DOCUMENT EXCERPT:
###
I’ve been a journalist for 25 years. And on Monday I’ll have been an unemployed journalist for one year.
I’ve been freelancing a bit, and doing some editorial consulting, but I haven’t had what used to be considered a ‘real’ job for a while. And I’m coming to the conclusion, like the increasing number of folks in a similar boat, that I’ll probably never work in a traditional newsroom again. Or perhaps even for a traditional news organization.
But you know what? That’s not necessarily a bad thing. Every industry needs a regular infusion of new blood and there are lots of enthusiastic and talented young people out there who – while they’ll undoubtedly face challenges – will find new opportunities as we go through this economic shakeout and media companies re-organize themselves.
I wanted to be a journalist from the time I was 15. My English teacher’s wife had been Belfast correspondent for the Irish Times and telling stories sounded like just the coolest thing anyone could do. I worked hard and found myself in the right place at the right time on a couple of crucial occasions. And journalism treated me right. I’ve no complaints.
###
EXTRACTED RECORDS:
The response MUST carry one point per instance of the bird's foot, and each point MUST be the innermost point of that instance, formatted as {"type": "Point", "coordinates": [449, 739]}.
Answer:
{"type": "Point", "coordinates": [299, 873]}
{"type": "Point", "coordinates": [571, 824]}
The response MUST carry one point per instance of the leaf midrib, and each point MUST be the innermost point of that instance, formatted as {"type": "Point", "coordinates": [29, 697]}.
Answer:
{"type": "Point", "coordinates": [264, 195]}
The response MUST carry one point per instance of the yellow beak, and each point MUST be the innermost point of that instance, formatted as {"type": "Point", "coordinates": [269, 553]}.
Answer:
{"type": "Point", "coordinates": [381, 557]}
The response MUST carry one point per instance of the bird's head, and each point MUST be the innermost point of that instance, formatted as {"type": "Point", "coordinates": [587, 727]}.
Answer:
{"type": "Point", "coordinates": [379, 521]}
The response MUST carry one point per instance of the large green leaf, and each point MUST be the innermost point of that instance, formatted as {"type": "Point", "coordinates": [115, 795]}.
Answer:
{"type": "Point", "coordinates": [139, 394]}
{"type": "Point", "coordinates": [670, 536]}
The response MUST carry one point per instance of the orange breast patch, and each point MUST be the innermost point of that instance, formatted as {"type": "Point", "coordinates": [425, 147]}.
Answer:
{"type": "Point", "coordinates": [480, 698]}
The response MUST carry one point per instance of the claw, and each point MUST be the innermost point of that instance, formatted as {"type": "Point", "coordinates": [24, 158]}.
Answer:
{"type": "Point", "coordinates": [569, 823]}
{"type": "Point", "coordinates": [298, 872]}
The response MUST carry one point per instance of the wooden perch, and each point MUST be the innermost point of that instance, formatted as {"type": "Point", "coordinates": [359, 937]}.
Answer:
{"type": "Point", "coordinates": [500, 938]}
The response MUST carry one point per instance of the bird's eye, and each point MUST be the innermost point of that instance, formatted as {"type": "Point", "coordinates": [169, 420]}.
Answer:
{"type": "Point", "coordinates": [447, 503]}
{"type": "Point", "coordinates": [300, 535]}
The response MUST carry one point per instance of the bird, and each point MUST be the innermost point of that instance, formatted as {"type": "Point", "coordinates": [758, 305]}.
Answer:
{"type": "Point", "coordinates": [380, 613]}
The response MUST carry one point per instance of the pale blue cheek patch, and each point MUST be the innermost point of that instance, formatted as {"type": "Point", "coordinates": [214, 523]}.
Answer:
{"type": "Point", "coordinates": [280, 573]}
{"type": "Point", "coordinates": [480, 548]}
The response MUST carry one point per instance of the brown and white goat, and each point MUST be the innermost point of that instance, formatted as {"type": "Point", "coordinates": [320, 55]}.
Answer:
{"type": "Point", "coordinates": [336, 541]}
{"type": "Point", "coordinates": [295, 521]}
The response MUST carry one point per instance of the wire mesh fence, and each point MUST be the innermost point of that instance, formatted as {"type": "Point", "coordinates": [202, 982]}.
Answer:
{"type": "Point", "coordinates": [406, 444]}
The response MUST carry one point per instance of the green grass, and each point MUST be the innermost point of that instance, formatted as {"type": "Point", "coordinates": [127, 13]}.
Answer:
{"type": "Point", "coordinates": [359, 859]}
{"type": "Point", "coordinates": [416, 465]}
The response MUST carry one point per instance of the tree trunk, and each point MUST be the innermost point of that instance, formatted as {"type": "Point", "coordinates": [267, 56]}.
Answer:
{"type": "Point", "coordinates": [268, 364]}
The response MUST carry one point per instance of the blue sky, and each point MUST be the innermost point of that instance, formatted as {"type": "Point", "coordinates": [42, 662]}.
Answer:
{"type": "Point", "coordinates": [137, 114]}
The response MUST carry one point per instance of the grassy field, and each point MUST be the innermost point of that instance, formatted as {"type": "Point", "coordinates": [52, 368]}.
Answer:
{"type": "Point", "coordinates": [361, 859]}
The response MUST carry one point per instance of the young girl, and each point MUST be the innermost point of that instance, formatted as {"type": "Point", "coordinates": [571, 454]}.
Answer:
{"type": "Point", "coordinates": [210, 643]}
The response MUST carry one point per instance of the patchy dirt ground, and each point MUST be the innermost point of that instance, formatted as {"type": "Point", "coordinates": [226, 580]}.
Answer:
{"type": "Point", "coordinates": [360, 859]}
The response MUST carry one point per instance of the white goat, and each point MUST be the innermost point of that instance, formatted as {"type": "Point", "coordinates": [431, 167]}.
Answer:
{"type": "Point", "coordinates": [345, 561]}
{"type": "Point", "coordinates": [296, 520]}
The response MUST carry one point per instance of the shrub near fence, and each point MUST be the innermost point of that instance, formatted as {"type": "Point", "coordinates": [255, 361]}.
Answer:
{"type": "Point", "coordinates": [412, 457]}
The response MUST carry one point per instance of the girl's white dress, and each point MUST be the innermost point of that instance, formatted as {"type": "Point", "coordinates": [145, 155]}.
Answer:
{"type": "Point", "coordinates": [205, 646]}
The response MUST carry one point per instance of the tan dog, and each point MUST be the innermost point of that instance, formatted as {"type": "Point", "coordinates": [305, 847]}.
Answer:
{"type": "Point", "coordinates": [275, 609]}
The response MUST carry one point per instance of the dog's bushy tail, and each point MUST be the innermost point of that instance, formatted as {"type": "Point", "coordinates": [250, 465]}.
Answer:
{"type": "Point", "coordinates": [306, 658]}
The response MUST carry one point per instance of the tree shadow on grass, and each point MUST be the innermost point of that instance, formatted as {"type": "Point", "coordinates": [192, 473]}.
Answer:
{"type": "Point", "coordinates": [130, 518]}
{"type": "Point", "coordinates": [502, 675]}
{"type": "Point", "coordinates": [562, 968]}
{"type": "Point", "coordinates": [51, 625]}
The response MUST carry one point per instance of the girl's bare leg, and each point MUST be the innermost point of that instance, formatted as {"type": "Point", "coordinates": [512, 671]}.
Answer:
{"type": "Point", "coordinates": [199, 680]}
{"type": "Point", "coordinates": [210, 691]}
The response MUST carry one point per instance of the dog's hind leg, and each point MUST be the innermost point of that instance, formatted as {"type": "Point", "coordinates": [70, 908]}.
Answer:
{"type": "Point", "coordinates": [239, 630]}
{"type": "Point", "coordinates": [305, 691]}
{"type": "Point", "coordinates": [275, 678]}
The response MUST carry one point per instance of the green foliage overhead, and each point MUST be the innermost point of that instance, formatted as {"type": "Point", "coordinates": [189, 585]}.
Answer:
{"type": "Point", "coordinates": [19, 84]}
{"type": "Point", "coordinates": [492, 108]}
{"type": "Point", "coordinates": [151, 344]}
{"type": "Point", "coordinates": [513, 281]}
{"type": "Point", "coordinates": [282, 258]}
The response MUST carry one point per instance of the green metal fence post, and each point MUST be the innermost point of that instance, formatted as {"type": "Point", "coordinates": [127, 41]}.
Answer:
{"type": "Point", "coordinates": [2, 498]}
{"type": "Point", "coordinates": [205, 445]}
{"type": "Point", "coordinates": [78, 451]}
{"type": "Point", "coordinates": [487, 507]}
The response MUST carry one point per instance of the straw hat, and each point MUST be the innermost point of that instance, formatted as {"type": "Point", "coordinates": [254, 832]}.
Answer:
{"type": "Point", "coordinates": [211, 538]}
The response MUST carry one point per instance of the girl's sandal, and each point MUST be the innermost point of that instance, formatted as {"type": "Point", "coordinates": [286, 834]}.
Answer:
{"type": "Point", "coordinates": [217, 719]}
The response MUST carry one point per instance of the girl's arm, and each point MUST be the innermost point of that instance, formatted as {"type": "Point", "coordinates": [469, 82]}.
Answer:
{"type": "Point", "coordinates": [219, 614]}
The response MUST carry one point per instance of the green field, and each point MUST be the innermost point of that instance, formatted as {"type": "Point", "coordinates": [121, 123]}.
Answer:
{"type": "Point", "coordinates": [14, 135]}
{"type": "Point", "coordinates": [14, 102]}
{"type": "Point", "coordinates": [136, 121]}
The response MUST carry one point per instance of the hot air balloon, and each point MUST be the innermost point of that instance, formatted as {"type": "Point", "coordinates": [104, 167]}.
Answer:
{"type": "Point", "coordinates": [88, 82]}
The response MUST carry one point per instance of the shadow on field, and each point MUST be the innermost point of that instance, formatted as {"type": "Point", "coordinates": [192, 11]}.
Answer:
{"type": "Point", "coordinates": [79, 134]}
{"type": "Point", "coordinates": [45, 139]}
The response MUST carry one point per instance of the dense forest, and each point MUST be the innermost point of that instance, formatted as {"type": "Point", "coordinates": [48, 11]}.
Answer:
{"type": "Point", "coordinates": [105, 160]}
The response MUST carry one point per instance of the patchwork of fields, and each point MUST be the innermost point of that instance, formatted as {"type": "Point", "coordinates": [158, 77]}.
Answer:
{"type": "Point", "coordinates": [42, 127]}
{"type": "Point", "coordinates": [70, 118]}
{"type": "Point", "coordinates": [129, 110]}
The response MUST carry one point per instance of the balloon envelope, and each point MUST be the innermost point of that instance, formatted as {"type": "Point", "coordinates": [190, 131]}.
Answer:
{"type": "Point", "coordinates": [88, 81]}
###
WHAT TO WORK ON:
- A) Answer these questions about the post on being an unemployed journalist, one per line, marked (i), (ii), (iii):
(i) How many years has the writer worked as a journalist?
(ii) From what age did the writer want to be a journalist?
(iii) For which newspaper was the English teacher's wife a correspondent, and where was she based?
- B) Carry on the post about being an unemployed journalist, starting right after its final sentence.

ANSWERS FOR THE EXERCISE:
- A)
(i) 25 years.
(ii) From age 15.
(iii) The Irish Times; she was its Belfast correspondent.

- B)
As Thomas Edison said: when you're doing something you love, you never work a day in your life.
I spent 17 years with the Financial Times, in both London and New York, starting on the copy desk with a six-month contract, then working on staff for the International Edition. I was able to combine my academic interests with work – I wound up writing about every US presidential election since 1988 – before I joined the team to set up the paper’s online edition, FT.com.
A few years ago, I wrote about the early days and how we established the site for a special section marking FT.com's 10th anniversary.
In 2006 I took one of a second round of newsroom buyouts the paper was offering and moved to New York to follow my American wife, who had been offered a dream job she couldn't pass up back home.
I had a great time at the FT; I made some very good friends and like everyone else there I had the sense that we were part of something special. I changed jobs within the paper often enough that there was always a new challenge.
While the FT and I were well-matched, Forbes and I just weren’t the “right fit”. If I hadn’t left there when I did, I’d likely have been let go in the layoffs that followed over the next few months. But there are still some good, talented people there and I wish them well.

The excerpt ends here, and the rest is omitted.